Britische Geisel im Irak offenbar tot

Ein Video zeigt, wie der 62-jährige Kenneth Bigley von einem seiner Entführer enthauptet wird. Britische Regierung wollte mit den Extremisten nicht verhandeln

DUBLIN taz ■ Der Ingenieur Kenneth Bigley, der am 16. September von der Organisation des militanten Jordaniers Abu Mussab al-Sarkawi entführt worden war, ist offenbar am Donnerstagnachmittag im 35 Kilometer von Bagdad entfernten Latifija geköpft worden. Die Entführer veröffentlichten gestern ein Video, auf dem Bigley eine Erklärung verlas, bevor seine Entführer ihm den Kopf abschnitten. Ein Mitarbeiter der Nachrichtenagentur Reuters konnte dieses Video sehen. Die Nachricht, er sei am Donnerstagnachmittag in Latifija enthauptet worden, wurde gestern laut Reuters von Aufständischen in Falludscha verbreitet. Sie sagten nicht, woher sie ihre Informationen hatten. Die beiden US-Amerikaner Eugene Armstrong and Jack Hensley, die gemeinsam mit Bigley entführt worden waren, sind bereits vor drei Wochen enthauptet worden.

★ ★ ★ ★ ★

**Die Aufgabe:**
Beantworte diese Fragen zum Bericht über Kenneth Bigley:
1. Wie alt ist Kenneth Bigley?
2. An welchem Datum wurde er entführt?
3. In welchem Ort soll er enthauptet worden sein, und wie weit liegt dieser von Bagdad entfernt?

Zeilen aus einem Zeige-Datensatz
★ ★ ★ ★ ★

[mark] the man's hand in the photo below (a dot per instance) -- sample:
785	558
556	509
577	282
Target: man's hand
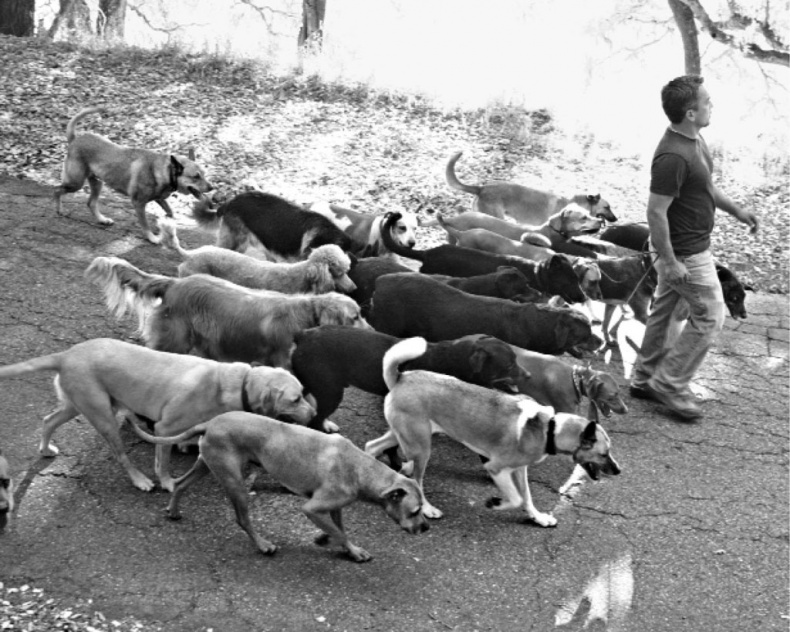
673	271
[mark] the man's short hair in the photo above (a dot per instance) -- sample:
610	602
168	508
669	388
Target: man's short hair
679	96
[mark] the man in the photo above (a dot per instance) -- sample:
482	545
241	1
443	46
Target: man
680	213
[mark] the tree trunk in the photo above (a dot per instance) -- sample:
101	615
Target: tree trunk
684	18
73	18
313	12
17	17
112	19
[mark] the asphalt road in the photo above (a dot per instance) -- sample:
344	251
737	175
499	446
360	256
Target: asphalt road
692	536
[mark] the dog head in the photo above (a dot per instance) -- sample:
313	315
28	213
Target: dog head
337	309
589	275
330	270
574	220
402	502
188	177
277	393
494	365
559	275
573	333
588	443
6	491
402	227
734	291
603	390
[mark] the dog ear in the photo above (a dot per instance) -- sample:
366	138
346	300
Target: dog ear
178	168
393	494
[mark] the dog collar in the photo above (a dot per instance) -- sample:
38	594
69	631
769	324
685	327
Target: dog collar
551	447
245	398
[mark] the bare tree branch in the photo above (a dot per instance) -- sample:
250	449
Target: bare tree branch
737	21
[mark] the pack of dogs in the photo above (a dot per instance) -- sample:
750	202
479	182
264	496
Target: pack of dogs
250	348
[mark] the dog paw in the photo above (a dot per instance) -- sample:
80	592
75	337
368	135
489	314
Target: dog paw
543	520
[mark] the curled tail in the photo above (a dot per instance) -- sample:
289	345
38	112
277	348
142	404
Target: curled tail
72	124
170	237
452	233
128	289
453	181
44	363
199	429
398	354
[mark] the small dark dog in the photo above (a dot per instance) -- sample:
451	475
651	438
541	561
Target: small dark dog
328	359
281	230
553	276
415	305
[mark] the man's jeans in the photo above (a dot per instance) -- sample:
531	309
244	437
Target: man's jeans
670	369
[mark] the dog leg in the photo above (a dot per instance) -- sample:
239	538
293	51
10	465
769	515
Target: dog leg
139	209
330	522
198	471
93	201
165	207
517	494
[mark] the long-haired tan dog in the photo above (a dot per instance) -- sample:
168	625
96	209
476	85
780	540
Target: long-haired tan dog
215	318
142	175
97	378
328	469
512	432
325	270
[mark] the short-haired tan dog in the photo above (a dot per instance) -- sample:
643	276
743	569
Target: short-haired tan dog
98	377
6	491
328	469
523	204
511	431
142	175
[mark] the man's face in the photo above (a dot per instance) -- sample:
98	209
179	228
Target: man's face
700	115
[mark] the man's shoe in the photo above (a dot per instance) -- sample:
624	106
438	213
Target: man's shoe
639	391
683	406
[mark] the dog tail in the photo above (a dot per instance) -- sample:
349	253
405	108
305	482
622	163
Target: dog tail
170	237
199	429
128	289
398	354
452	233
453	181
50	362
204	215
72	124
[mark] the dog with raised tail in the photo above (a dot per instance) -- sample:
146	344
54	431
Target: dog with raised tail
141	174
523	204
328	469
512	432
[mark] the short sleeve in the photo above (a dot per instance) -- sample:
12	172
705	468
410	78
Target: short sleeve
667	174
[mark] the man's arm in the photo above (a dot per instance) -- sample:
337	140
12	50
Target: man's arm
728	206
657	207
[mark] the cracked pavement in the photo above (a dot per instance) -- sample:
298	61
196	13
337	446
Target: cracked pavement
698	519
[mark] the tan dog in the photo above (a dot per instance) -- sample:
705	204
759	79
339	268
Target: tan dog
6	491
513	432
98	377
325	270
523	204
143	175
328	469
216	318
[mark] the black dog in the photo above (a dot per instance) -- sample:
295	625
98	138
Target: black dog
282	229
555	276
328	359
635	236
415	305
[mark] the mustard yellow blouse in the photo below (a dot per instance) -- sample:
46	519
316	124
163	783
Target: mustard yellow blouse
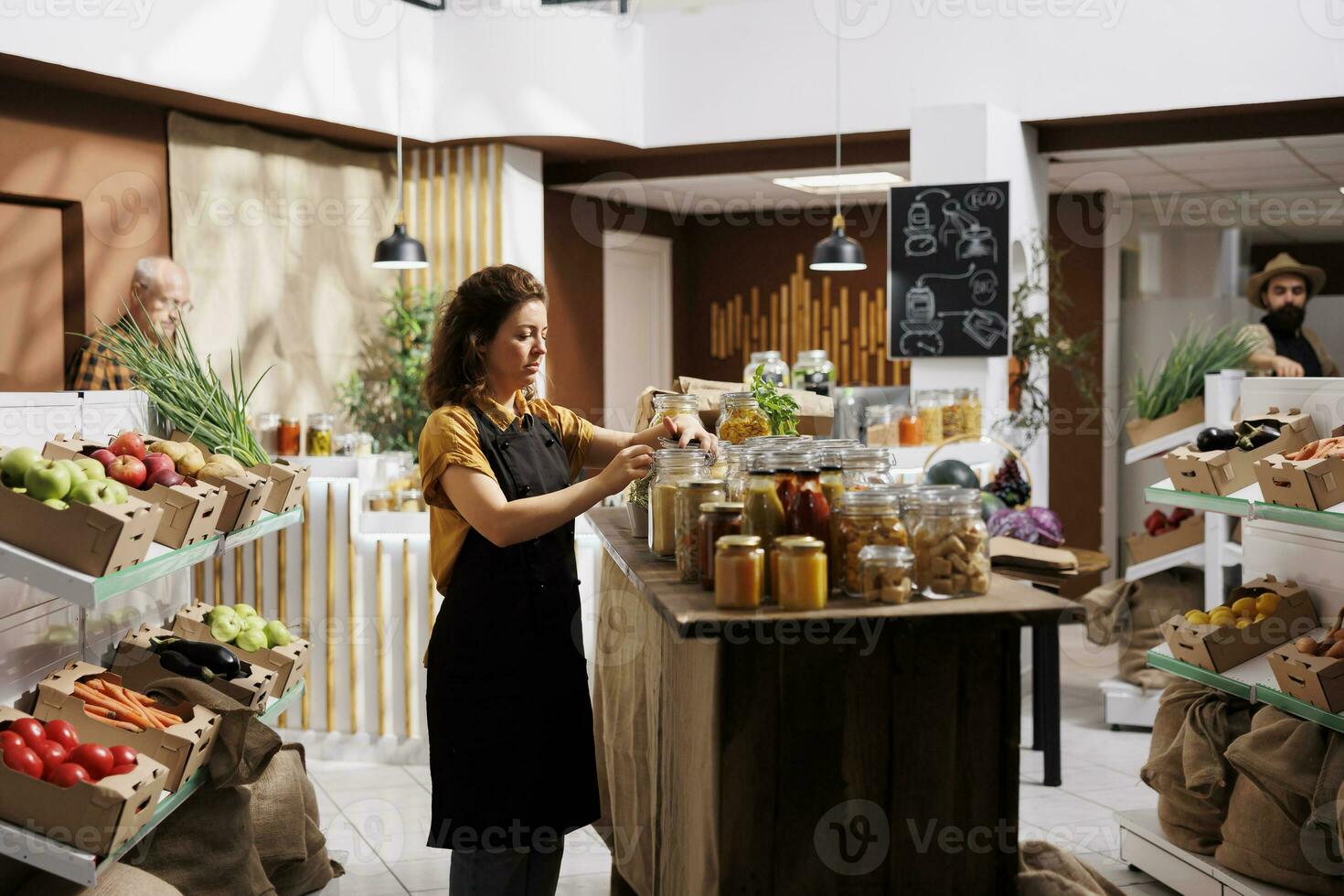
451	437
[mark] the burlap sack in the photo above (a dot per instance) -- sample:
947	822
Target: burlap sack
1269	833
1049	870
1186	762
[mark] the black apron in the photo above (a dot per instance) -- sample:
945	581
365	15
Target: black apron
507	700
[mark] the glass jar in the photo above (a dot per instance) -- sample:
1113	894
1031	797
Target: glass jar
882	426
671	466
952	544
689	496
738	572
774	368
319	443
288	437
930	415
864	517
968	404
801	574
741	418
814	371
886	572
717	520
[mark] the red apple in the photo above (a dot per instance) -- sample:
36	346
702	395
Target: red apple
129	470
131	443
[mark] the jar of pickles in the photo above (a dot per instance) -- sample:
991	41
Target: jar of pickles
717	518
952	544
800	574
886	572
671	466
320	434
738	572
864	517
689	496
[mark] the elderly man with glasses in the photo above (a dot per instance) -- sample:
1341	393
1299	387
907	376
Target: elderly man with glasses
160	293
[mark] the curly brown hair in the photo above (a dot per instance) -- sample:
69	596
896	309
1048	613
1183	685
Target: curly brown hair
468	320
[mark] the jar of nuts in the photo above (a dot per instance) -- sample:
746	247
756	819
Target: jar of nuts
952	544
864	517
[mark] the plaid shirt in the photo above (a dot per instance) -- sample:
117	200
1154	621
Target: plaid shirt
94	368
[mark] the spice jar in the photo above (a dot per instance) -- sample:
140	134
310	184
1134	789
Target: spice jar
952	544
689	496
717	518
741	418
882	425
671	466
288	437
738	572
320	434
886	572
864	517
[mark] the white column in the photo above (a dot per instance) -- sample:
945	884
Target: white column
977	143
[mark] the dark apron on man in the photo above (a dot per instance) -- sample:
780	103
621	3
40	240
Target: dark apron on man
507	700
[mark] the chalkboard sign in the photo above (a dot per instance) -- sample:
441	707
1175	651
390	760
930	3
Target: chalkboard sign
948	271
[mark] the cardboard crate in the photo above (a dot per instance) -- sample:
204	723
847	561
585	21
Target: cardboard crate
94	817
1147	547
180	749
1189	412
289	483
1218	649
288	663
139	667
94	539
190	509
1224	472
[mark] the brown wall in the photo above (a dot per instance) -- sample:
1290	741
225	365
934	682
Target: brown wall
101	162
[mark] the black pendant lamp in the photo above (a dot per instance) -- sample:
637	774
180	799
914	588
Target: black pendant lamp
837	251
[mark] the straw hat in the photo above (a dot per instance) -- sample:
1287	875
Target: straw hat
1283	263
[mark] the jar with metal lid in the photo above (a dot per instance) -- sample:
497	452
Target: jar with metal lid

★ ★ ★ ★ ★

**Lösung:**
1. 62 Jahre.
2. Am 16. September.
3. In Latifija, 35 Kilometer von Bagdad entfernt.